▸ ASSIGNED TASK 1: Rewrite the paragraph of the heart-imaging news release that begins "The ultrasound tools cardiologists use today" more briefly, keeping its main facts.
▸ ASSIGNED TASK 2: Please continue the heart-imaging news release past its final paragraph.

▸ TEXT EXCERPT:

=== Section Start ===

News Release

Advanced visualization techniques could change the paradigm for diagnosis and treating heart disease

Imaging of blood flow, pioneered at Mount Sinai, provides a new way to look into cardiac abnormalities and dysfunction

Peer-Reviewed Publication

The Mount Sinai Hospital / Mount Sinai School of Medicine

Researchers from Mount Sinai School of Medicine are pioneering new ultrasound techniques that provide the first characterization of multidirectional blood flow in the heart. By focusing on fluid dynamics – specifically, the efficiency with which blood enters and exits the heart's left ventricle – the researchers believe they can detect heart disease even when traditional measures show no sign of trouble.

In addition to improving diagnoses, this shift in focus from muscle mechanics to fluid mechanics could lead to more effective therapeutic interventions. The work is described in a study published by two Mount Sinai cardiologists and a team of international collaborators in a recent issue of JACC Cardiovascular Imaging, a journal of the American College of Cardiology.

The ultrasound tools cardiologists use today often fail to detect changes in the heart until there is overt dysfunction. Blood flow imaging, however, may provide better clues in diagnosing heart failure. Sinai investigators reason that flow should be immediately affected by changes in cardiac function – such as those revealed in image analysis by the chaotic behavior of tiny whirlpools.

The computer-aided visual study of these abnormalities could dramatically improve the assessment of patients with heart failure and lead to a fresh understanding of normal and abnormal pumping and circulatory function. Visual blood-flow analysis could also yield improved therapies for arrhythmias and other disorders requiring cardiac synchronization. Researchers are actively exploring applications in aortic atherosclerosis, before and after valve replacement, and congenital abnormalities.

"With visualization, we are looking at the ultimate measure of the efficiency of the heart – how the blood is brought in and how it is sent out," said Jagat Narula, MD, PhD, Director of Cardiovascular Imaging at Mount Sinai and the senior author of the paper. "Today, cardiologists place great weight on a gauge called the squeeze fraction, or ejection fraction – the portion of blood pumped from the ventricle with each heartbeat. What we are doing is a complete departure from the view of the heart as a squeezing, pressure-generating chamber."

Mount Sinai researchers and their collaborators have experimented with a range of imaging techniques to grasp the characteristics of normal and abnormal blood flow. The approaches include phase-encoded MRI, cardiac magnetic resonance (CMR) and several forms of ultrasound-based imaging known as echocardiographic particle imaging velocimetry.

"The most effective technique involves injecting a stream of bubbles that behave exactly like red blood cells and using echocardiography to track their path through the left ventricle," said Partho Sengupta, MD, Director of Cardiac Ultrasound Research at Mount Sinai, and the first author, with Narula, of the JACC paper. In these investigations, the computer-enhanced video output depicts normal and turbulent flow in vivid detail, with arrows plotting the direction as the bubbles swirl through the heart chamber.

"Not only are you following the path of the blood, but you can actually identify the amount of energy that is being distributed," said Dr. Sengupta. "Like other forms of ultrasound, that means low-cost heart tests using this technology could be performed on a simple outpatient basis."

=== Section End ===

▸ Records in a dataset:

=== Section Start ===

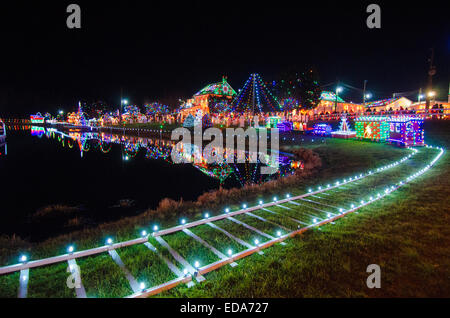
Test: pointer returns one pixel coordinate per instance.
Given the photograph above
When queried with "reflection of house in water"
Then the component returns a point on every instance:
(173, 152)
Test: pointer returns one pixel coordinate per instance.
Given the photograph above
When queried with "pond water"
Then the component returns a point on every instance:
(99, 176)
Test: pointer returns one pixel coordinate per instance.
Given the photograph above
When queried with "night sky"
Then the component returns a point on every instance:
(170, 49)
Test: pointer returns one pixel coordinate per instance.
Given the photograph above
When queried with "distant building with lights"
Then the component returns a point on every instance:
(208, 97)
(328, 102)
(394, 104)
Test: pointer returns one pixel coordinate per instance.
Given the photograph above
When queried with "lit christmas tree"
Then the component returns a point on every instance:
(255, 97)
(189, 121)
(344, 126)
(344, 130)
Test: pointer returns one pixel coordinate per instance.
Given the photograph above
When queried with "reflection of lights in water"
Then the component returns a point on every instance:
(245, 173)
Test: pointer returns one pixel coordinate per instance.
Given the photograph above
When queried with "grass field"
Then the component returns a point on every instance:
(406, 233)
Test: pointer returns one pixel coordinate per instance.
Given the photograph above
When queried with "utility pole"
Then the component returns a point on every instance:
(431, 73)
(254, 91)
(364, 94)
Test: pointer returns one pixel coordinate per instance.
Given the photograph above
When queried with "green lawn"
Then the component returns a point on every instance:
(406, 233)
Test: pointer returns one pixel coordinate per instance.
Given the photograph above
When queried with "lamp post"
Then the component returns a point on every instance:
(123, 102)
(338, 90)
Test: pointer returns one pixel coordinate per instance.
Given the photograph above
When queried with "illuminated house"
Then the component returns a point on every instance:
(394, 104)
(207, 98)
(37, 119)
(372, 128)
(328, 101)
(406, 131)
(420, 107)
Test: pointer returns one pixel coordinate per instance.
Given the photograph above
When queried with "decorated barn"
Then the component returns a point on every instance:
(394, 104)
(210, 99)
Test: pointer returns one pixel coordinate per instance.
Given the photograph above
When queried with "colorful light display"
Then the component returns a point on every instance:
(344, 130)
(37, 119)
(373, 128)
(255, 97)
(406, 131)
(272, 122)
(285, 126)
(322, 129)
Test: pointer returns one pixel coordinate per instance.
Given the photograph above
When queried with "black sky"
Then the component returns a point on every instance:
(160, 49)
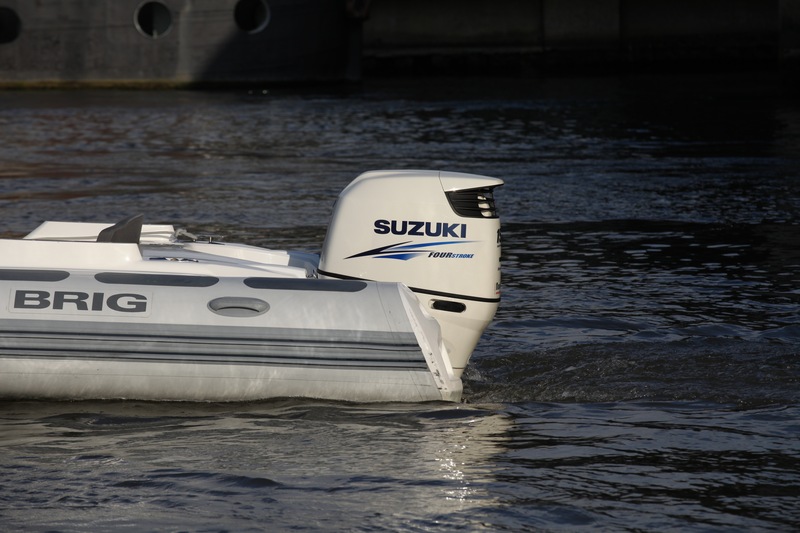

=== Section End ===

▸ ANSWER AREA 1: Today's cardiac ultrasound tools often miss changes in the heart until dysfunction is overt. Blood flow imaging may offer better clues for diagnosing heart failure. Sinai investigators reason that flow should respond immediately to changes in cardiac function, such as the chaotic behavior of tiny whirlpools revealed in image analysis.

▸ ANSWER AREA 2:
The echocardiography technology pioneered by Sengupta and Narula sheds light on diagnostic discrepancies that have puzzled cardiologists relying on pressure measurements.

"After sustaining significant damage, a patient's heart may not have the greatest squeeze, but there could be good trafficking of blood through the heart and the patient could remain asymptomatic," Sengupta explained. "The normal ejection fraction is around 60 percent, but we sometimes see a patient with 20 percent walking around and playing golf. Other people who are at 50 percent may be short of breath. Flow visualization is one way to capture the essence of why the patient is or is not symptomatic."

Diagnosing cardiac disease by looking for structural defects in the heart is like analyzing highway traffic by examining the road, Dr. Narula said. "The structure may not be great, but how does that affect the cars that are actually traveling on the road? It's the same thing if you fail to look at the blood."

Likewise, a plumber's investigation of pipes in a house only matters or makes sense in relation to how the water flows, claims Sengupta. A new study these investigators have submitted for publication zeros in on specific correlations between blood flow and cardiac pathology. "We will be able to demonstrate that efficiency may be lost even though the structure is maintained," said Senguptra. "In other words, the façade is good, but inside, you have lost it."

Sengupta points out that the combined visualization and computation techniques in the JACC paper are still new and require further work, including development of appropriate flow-based indexes for applications in various cardiac pathologies. Forces acting on flow are exceedingly complex and dynamic, the researchers said. Pumped by the heart at a rate of 8 pints to 16 pints per minute, blood interacts with the contours of the myocardium, valves, vessels, and other features, which are also in motion. The flow is multidirectional – curling, spinning, and forming eddies that are affected in countless ways by structural changes in heart tissue. As with any new observational techniques, data from novel cardiac visualizations in complex environments are subject to interpretation.

"We have started using these imaging techniques in clinical trials," Narula said. "They will require careful evaluation."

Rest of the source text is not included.